START GIVEN INFORMATION
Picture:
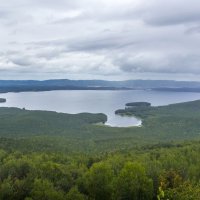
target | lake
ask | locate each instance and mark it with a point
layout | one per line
(93, 101)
END GIVEN INFORMATION
## TASK DETAILS:
Please give back the material above exactly as written, pictures omitted.

## EXPECTED ANSWER:
Picture:
target | lake
ask | locate each instance and mark it with a point
layout | one per line
(93, 101)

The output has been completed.